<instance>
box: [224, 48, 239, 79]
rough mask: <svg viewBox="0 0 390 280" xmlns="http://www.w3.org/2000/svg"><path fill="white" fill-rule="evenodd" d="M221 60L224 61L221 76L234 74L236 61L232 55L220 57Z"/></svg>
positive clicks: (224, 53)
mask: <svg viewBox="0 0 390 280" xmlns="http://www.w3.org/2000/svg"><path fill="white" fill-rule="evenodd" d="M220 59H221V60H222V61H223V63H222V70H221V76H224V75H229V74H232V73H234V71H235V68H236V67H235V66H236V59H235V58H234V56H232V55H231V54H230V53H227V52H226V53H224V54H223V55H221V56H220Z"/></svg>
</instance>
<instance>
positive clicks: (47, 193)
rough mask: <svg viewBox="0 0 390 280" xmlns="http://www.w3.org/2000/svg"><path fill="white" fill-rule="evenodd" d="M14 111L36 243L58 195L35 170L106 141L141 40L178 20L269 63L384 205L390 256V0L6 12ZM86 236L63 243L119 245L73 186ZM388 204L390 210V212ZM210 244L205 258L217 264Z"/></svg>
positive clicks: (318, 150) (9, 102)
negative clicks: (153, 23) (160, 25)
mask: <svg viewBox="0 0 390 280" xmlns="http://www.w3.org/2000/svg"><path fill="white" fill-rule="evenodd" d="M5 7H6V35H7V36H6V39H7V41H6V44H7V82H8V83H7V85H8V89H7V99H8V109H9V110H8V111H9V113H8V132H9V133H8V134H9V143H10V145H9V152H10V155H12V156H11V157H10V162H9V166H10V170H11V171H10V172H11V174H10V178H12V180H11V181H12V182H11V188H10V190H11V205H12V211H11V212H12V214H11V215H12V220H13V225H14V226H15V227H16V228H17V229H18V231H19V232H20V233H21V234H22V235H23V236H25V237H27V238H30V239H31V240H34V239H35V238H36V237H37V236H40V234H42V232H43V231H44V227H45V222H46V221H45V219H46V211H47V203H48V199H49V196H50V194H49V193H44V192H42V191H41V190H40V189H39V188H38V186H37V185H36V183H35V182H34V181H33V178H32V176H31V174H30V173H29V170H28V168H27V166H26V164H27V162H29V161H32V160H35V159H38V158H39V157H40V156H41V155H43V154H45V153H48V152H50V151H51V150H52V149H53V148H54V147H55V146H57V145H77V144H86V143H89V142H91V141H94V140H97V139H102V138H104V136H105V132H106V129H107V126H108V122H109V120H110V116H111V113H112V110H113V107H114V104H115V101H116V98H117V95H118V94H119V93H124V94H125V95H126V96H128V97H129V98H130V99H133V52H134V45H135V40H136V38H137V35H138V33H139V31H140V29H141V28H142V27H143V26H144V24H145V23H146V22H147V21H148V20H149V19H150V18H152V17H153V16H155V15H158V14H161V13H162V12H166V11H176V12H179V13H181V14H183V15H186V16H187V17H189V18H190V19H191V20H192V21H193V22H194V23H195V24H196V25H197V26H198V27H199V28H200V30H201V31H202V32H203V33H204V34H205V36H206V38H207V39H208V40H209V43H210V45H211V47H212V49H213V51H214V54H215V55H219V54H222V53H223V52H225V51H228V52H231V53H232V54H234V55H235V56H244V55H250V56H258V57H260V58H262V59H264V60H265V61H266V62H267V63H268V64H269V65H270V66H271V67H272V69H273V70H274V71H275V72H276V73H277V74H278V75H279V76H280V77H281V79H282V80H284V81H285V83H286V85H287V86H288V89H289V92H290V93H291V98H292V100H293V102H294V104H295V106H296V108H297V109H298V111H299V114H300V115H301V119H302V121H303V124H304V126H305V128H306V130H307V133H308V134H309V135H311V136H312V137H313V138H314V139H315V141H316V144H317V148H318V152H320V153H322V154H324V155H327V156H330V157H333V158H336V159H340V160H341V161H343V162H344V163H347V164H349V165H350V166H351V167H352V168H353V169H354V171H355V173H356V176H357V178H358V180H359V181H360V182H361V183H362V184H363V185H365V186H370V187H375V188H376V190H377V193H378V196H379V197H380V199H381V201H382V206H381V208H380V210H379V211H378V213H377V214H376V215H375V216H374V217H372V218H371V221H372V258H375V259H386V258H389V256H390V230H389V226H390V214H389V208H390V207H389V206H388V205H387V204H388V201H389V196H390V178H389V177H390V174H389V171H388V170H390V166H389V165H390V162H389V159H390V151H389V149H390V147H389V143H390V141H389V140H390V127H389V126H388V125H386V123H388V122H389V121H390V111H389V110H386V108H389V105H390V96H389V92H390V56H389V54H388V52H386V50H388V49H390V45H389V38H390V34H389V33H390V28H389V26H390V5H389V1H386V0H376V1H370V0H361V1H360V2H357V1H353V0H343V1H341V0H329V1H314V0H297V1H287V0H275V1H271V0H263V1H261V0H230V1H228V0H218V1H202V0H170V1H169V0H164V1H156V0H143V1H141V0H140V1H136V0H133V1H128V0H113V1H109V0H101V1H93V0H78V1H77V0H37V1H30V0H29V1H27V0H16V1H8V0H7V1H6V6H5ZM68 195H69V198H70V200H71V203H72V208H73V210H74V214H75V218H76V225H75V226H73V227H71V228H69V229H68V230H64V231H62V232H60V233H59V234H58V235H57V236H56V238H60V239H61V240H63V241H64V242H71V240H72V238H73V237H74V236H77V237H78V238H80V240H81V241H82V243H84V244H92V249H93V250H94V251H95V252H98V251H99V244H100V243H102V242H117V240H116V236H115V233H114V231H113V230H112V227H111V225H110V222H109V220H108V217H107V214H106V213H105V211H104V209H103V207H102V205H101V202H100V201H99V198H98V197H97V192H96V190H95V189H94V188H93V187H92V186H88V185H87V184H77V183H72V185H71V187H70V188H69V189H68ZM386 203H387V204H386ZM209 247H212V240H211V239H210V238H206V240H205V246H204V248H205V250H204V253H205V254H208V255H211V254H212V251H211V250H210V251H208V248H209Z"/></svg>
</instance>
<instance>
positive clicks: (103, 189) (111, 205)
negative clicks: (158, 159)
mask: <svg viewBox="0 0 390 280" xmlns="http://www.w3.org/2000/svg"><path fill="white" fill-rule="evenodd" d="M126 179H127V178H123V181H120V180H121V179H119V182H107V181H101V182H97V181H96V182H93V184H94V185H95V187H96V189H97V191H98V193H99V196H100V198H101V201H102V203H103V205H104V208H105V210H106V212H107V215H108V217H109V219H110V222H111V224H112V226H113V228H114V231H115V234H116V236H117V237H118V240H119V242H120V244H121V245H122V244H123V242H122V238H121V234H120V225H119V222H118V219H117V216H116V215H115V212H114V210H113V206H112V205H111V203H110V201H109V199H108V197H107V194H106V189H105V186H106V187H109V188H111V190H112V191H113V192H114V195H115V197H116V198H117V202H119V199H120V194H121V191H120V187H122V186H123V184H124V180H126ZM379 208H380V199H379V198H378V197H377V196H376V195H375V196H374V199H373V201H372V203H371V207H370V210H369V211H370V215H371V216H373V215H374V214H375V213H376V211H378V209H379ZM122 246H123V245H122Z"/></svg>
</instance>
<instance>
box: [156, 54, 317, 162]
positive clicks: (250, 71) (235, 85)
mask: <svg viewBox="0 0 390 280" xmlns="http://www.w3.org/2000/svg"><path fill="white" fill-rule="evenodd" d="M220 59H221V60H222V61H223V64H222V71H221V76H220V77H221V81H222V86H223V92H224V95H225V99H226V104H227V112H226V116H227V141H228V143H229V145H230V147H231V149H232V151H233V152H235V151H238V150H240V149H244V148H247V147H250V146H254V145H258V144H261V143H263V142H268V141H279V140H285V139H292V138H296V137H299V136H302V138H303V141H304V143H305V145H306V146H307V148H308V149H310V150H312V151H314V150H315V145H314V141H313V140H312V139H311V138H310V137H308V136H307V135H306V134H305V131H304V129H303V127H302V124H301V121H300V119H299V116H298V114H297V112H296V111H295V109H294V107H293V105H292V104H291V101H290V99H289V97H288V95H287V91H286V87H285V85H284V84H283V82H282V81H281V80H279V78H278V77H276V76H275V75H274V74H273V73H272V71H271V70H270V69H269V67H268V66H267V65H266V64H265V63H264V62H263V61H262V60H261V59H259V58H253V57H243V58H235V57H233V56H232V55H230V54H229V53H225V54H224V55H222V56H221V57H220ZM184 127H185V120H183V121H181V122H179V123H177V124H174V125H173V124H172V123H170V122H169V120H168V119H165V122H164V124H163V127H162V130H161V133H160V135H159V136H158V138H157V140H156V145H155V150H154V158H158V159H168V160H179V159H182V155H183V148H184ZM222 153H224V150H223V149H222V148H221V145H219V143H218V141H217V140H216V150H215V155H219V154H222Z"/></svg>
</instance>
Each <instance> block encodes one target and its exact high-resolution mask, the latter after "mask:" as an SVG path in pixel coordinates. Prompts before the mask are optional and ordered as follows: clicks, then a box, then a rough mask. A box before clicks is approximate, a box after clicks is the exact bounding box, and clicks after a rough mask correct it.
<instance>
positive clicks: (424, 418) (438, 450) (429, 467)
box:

━━━━

_WHAT YOU HAVE TO DO_
The lines from the start of the entries above through the line containing "60L224 61L221 76L234" are the ones to return, please; copy them exactly and include both ends.

_RESULT_
<instance>
box: [224, 48, 239, 79]
rough mask: <svg viewBox="0 0 390 280" xmlns="http://www.w3.org/2000/svg"><path fill="white" fill-rule="evenodd" d="M221 60L224 61L221 76L234 74L236 61L232 55L220 57Z"/></svg>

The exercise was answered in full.